[Start of Attachment]
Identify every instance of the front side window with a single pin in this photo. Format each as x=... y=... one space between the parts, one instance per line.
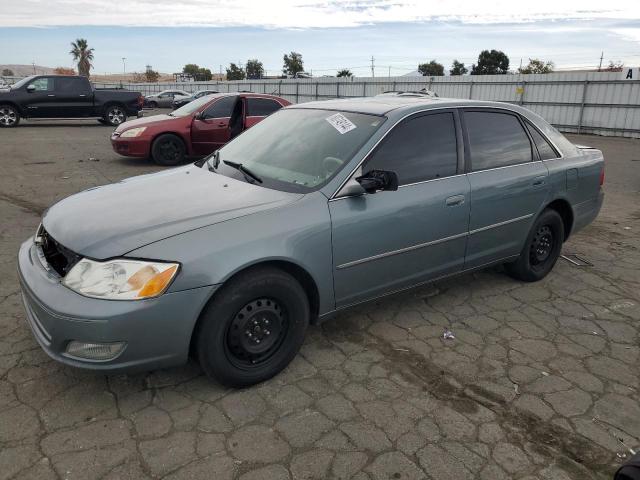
x=546 y=151
x=221 y=108
x=261 y=107
x=298 y=150
x=419 y=149
x=43 y=84
x=496 y=140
[End of Attachment]
Retype the full listing above precisely. Exclude each picture you find in it.

Identify every instance of the front side window with a single pin in this photo. Format each as x=... y=... one space between the parts, one instance per line.
x=546 y=151
x=221 y=108
x=261 y=107
x=298 y=150
x=419 y=149
x=43 y=84
x=496 y=140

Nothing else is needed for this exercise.